**PROBLEM DETAILS**
Read the records and write them out again exactly.

**RAW DATA**

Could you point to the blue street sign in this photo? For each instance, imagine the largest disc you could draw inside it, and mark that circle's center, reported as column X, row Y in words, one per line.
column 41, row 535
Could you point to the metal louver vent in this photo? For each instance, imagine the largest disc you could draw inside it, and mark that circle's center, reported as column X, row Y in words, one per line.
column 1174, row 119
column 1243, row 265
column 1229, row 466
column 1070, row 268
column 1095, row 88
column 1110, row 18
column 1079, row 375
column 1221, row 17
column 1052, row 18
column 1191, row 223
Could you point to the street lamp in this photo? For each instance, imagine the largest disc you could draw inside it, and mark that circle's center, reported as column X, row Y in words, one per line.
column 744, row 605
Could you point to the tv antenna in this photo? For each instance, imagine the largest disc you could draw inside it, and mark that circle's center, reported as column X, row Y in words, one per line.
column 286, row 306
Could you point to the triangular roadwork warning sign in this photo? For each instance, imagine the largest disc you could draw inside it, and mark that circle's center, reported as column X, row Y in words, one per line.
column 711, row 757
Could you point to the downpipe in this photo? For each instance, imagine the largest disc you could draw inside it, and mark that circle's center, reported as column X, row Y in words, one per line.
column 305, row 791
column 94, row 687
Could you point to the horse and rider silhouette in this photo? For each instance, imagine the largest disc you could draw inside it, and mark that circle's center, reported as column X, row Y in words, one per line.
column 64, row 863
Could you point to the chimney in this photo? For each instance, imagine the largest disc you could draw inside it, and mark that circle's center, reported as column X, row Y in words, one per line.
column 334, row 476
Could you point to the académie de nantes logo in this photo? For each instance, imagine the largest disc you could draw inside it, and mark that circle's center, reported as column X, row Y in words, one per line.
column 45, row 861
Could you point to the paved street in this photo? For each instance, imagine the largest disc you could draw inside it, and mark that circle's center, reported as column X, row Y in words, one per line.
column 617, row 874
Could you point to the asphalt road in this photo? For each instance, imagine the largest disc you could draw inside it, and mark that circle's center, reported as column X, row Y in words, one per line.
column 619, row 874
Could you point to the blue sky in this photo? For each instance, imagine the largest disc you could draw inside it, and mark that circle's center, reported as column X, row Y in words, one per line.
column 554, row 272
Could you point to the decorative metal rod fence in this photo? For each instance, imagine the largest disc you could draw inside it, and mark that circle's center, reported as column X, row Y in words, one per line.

**SOLUTION TO THIS TASK**
Could you point to the blue street sign in this photo? For each instance, imagine the largest disc you could draw inside it, and mark that circle's center, reported as column X, row Y in words, one per line.
column 41, row 535
Could you point to the metal louver vent in this photo? For each instance, imagine the largest disc you could draw inside it, and mark that circle's center, reported as column X, row Y in words, one per line.
column 1174, row 119
column 1243, row 265
column 1229, row 466
column 1070, row 268
column 1095, row 88
column 1110, row 18
column 1079, row 375
column 1221, row 17
column 1052, row 18
column 1191, row 223
Could you point to the street lamp in this photo? For each instance, imagine the largest disc you could draw inside it, and mark that circle's center, reported as column X, row Y in words, one per line.
column 744, row 605
Could you point to the tv antenna in this photo? For each instance, imagine the largest disc you could draw inside it, and mark that circle's center, reported as column X, row Y in words, one per line.
column 286, row 306
Could you point to the triangular roadwork warning sign in this photo? For each instance, imagine the largest disc you could draw inside it, and mark that circle's center, reported as column X, row Y in words, one per line.
column 711, row 757
Could you point to the downpipe in this photo? For each instance, imagine the largest disc you could draw inside it, and mark that circle's center, reported as column X, row Y in words, one per line.
column 305, row 791
column 94, row 687
Could you point to the horse and rider silhouette in this photo? For each instance, imagine the largest disc you could draw inside it, and mark that circle's center, reported as column X, row Y in words, one per line.
column 64, row 863
Could you point to the chimney in this photo? For each instance, imagine the largest disc you could draw inside it, and mark that circle's center, reported as column X, row Y in words, one per line.
column 334, row 476
Could you point to the académie de nantes logo in this photo? For each instance, imagine the largest disc you could draw inside it, and mark that circle's center, reported as column X, row Y in words, one per line.
column 45, row 861
Could you point to the paved street in this photo? For each instance, imagine the largest disc you could draw inside it, and mark that circle's center, reported as column X, row Y in words, one per line.
column 617, row 874
Could you point to the asphalt road in this photo? For each instance, imagine the largest disc you could draw inside it, and mark that circle's center, reported as column X, row Y in words, one per line.
column 619, row 874
Could you point to the blue sky in this photo? For each instance, imagine the largest disc you could draw inside it, and mark that circle's center, reported as column X, row Y in words, one per line.
column 554, row 272
Could you point to the decorative metal rod fence in this photo? For each instance, imagine the largest disc you could draw inside it, and mark that circle's center, reported as column X, row Y in words, one per line.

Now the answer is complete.